* _Records_:

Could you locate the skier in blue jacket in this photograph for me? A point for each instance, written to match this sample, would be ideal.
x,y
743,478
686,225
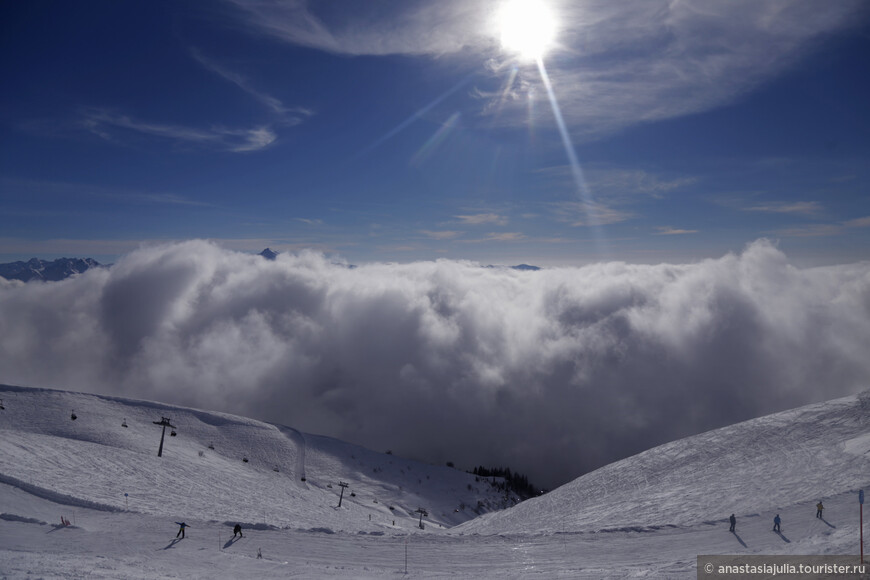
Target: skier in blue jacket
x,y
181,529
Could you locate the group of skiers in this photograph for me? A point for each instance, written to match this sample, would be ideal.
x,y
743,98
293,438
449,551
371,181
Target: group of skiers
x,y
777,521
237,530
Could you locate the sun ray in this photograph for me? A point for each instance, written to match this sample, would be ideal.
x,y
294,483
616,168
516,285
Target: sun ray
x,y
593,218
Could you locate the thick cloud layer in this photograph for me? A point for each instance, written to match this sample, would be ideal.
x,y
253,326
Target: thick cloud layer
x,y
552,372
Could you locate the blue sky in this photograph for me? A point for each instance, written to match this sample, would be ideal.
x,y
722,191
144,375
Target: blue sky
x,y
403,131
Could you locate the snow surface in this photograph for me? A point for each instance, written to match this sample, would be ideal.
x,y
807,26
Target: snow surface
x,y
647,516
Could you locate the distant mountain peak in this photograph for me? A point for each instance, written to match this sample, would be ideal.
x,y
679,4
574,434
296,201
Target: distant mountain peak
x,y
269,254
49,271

...

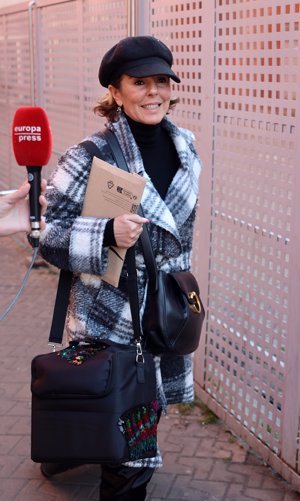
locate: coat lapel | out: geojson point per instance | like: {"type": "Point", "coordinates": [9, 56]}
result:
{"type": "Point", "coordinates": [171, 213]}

* _What you will do_:
Tallying with case counting, how many lines of the records contain the string "blue"? Reply with the number alone.

* _Problem solution_:
4